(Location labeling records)
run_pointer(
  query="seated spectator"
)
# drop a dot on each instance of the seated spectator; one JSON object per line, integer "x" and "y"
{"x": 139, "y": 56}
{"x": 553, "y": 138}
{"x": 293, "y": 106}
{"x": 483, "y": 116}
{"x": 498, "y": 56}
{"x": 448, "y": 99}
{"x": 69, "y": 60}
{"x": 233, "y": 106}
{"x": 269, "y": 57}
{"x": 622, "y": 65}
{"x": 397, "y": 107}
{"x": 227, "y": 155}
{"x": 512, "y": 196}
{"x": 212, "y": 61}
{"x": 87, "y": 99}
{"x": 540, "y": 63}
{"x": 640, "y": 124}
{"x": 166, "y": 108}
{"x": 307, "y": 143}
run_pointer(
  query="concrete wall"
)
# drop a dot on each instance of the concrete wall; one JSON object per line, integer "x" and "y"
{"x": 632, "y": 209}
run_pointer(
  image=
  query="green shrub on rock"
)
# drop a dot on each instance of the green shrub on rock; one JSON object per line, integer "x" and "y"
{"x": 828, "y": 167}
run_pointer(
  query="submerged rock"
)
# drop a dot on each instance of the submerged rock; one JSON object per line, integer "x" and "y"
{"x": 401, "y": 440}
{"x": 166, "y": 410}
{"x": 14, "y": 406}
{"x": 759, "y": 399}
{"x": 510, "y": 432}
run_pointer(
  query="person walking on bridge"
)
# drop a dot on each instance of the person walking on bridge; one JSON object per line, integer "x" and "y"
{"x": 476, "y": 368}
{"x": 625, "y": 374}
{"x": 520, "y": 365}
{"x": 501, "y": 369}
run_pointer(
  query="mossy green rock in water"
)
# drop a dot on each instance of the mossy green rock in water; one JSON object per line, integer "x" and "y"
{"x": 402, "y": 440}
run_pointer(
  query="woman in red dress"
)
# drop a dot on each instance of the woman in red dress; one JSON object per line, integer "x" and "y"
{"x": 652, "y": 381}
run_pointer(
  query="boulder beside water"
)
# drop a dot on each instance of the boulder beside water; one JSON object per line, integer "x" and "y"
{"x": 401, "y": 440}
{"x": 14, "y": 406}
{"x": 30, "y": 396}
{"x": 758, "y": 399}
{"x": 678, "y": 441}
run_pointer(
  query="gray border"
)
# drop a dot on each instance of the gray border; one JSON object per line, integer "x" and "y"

■ EXERCISE BRIEF ■
Extract every entry above as it appears.

■ WRITTEN REPLY ■
run_pointer(
  query="seated spectator"
)
# drop a dot on each instance of the seated spectator; one JSON object per line, integer "x" and "y"
{"x": 139, "y": 56}
{"x": 553, "y": 138}
{"x": 293, "y": 106}
{"x": 483, "y": 116}
{"x": 498, "y": 56}
{"x": 448, "y": 99}
{"x": 69, "y": 60}
{"x": 233, "y": 106}
{"x": 269, "y": 57}
{"x": 622, "y": 65}
{"x": 397, "y": 107}
{"x": 227, "y": 155}
{"x": 512, "y": 196}
{"x": 212, "y": 61}
{"x": 87, "y": 99}
{"x": 540, "y": 63}
{"x": 640, "y": 124}
{"x": 166, "y": 108}
{"x": 307, "y": 143}
run_pointer(
  query="concrete wall"
)
# drop a dot on each instance of the concrete wall; one JSON object per line, integer "x" and "y"
{"x": 632, "y": 209}
run_pointer(
  image=
  query="green shrub on rock"
)
# drop a dot on each instance of the green shrub on rock; one JSON object per line, integer "x" and "y"
{"x": 828, "y": 167}
run_pointer(
  query="submerged rock"
)
# drop a dot on each instance of the submerged rock; one JSON object per line, integer "x" and "y"
{"x": 401, "y": 440}
{"x": 166, "y": 410}
{"x": 14, "y": 406}
{"x": 759, "y": 399}
{"x": 510, "y": 432}
run_pointer(
  query="person walking on bridge"
)
# drop a dot on each instance of the person walking on bridge; one JSON object per line, integer "x" and "y"
{"x": 476, "y": 368}
{"x": 625, "y": 374}
{"x": 520, "y": 365}
{"x": 501, "y": 369}
run_pointer(
  query="mossy green rock in water"
)
# drop a dot on each instance of the mossy green rock in water; one JSON object per line, integer "x" and "y"
{"x": 402, "y": 440}
run_pointer(
  query="woman in red dress"
)
# drop a dot on each instance of the woman in red dress; one JSON object per line, integer "x" and "y"
{"x": 652, "y": 381}
run_pointer(
  query="boulder beside water"
)
# drop a dot on each instance of the boulder beside water; one JSON object per line, integer "x" and "y"
{"x": 401, "y": 440}
{"x": 14, "y": 406}
{"x": 30, "y": 396}
{"x": 758, "y": 399}
{"x": 678, "y": 441}
run_pointer(
  query="gray border"
)
# drop a dot on each instance of the gray border; one JSON object per line, integer "x" and "y"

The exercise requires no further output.